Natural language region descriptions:
---+---

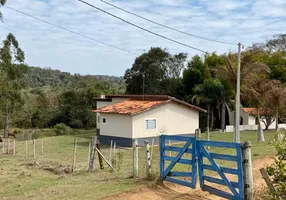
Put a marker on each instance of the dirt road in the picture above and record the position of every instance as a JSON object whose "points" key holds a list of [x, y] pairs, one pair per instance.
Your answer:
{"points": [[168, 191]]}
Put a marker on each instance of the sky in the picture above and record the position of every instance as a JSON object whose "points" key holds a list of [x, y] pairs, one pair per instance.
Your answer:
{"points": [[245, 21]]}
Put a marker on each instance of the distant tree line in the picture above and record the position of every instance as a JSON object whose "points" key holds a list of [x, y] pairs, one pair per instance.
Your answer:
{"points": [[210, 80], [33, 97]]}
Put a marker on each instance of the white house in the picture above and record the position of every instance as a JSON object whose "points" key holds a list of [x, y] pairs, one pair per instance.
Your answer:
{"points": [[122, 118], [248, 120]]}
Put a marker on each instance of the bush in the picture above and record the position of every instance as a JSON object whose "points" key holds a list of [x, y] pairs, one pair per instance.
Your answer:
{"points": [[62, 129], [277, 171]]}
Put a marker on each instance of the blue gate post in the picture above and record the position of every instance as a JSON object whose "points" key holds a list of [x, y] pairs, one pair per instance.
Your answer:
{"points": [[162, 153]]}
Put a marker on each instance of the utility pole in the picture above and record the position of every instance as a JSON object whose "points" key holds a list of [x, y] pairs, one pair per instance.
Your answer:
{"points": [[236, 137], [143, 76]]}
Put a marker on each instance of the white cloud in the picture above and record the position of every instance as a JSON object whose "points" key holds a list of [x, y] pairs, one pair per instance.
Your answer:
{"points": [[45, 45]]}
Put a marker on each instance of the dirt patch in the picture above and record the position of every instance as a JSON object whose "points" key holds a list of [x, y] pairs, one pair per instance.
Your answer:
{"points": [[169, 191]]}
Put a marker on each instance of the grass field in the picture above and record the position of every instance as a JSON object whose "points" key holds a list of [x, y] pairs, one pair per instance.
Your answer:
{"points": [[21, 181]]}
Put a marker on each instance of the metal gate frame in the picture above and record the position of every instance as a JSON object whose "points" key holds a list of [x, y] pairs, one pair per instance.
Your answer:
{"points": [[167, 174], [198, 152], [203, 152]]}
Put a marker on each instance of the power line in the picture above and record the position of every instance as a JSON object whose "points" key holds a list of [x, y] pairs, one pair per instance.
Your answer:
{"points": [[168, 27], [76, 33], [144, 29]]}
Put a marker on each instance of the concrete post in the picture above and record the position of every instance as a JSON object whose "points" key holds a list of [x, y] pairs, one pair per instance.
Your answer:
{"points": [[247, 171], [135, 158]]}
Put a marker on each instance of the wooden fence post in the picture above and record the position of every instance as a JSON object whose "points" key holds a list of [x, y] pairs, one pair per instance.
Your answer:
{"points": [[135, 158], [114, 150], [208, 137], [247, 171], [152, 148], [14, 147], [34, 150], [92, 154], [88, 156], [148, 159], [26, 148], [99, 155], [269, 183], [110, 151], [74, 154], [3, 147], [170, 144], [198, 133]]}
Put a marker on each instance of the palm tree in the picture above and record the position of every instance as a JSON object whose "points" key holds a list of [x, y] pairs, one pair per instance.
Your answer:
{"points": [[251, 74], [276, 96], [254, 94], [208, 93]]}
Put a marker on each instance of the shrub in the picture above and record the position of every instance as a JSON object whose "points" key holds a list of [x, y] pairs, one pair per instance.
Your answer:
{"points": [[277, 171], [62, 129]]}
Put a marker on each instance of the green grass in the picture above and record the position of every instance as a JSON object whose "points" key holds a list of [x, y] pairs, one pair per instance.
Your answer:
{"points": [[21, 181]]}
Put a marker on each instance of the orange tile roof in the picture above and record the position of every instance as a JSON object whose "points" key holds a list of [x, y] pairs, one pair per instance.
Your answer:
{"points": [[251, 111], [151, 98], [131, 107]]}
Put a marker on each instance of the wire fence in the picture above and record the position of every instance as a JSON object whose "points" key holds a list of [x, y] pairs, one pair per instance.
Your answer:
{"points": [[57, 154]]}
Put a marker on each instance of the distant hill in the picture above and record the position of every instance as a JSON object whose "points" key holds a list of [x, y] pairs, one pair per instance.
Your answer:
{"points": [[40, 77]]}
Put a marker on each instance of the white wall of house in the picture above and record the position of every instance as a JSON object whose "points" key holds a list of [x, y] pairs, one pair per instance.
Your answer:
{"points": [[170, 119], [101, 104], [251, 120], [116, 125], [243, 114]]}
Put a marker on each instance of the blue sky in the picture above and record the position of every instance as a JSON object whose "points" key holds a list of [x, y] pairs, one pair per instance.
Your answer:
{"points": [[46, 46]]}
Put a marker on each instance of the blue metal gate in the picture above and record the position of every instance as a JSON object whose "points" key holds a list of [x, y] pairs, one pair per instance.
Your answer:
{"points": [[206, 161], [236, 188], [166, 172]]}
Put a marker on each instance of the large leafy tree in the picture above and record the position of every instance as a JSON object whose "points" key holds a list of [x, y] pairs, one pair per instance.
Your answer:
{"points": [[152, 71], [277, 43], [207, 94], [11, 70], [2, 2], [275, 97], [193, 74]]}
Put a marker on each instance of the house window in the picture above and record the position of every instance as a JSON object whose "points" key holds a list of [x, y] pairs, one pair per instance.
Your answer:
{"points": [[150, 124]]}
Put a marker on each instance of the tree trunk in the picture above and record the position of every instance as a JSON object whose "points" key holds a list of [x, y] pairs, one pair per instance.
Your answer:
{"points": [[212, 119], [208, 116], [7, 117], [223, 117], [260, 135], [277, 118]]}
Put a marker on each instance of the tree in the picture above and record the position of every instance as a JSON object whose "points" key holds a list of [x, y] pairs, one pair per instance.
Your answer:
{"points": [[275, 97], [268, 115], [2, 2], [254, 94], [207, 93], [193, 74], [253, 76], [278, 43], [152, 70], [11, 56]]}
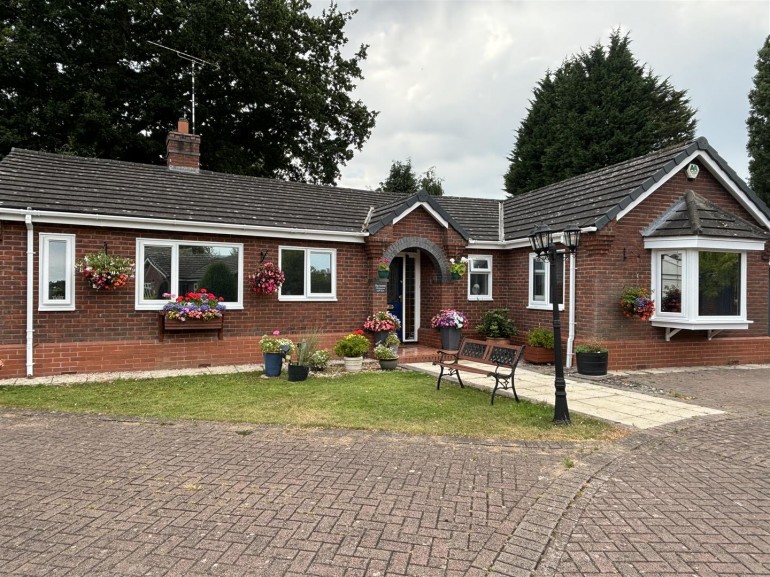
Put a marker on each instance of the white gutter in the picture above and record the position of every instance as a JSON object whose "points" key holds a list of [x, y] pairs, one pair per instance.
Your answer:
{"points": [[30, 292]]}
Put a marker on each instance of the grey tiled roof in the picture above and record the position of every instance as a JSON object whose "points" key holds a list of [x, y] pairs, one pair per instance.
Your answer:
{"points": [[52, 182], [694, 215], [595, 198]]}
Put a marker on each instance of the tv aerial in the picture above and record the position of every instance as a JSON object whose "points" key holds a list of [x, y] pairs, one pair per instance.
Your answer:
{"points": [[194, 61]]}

---+---

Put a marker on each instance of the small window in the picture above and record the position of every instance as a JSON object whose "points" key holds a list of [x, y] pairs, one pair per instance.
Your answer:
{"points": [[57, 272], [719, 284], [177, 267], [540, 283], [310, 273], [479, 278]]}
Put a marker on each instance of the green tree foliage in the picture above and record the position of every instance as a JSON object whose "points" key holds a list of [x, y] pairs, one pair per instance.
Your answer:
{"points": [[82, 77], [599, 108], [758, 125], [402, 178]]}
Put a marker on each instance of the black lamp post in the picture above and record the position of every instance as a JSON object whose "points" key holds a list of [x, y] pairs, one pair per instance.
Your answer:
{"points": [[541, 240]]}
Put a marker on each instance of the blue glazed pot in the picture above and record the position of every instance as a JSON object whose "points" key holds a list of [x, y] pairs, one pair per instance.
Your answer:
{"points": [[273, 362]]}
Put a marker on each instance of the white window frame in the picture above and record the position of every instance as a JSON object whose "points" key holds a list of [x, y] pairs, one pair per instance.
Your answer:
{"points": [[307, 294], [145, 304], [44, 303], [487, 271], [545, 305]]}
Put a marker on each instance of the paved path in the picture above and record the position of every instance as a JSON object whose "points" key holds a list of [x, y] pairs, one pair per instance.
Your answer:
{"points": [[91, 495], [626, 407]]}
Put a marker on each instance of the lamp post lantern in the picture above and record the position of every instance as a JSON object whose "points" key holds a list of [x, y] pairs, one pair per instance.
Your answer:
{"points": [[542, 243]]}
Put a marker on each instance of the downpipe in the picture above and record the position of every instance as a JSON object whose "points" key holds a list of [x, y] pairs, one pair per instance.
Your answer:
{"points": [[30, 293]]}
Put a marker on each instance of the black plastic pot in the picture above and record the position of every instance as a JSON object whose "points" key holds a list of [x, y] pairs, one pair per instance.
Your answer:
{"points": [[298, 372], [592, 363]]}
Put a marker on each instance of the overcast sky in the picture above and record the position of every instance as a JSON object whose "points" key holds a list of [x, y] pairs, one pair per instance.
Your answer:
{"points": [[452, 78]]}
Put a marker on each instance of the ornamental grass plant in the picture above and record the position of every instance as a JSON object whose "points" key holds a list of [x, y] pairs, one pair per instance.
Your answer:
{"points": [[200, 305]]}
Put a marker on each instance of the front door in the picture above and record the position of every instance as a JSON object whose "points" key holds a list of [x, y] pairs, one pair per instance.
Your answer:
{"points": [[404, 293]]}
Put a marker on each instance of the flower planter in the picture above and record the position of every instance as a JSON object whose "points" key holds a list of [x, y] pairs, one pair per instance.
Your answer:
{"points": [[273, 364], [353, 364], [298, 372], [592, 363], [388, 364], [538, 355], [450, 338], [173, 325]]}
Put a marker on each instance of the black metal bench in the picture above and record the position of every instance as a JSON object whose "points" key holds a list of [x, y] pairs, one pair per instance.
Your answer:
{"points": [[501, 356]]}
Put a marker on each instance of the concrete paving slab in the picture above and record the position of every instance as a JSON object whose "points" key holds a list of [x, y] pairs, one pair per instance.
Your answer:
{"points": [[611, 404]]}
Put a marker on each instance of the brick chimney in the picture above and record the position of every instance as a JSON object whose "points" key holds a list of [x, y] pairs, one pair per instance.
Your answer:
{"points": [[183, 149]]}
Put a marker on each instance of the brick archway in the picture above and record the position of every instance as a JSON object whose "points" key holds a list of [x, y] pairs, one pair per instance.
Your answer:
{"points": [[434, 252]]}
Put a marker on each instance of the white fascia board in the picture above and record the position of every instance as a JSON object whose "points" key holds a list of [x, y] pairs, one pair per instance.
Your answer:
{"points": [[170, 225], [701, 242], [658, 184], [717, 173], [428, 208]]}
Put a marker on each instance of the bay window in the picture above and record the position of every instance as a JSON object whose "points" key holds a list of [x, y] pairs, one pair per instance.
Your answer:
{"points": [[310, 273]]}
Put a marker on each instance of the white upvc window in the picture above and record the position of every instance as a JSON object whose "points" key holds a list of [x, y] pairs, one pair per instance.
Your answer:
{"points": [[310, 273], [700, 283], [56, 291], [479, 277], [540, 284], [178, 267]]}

---+---

Determine the number of lines above that include the word "roof"; the reply is that number only.

**Final answer:** 2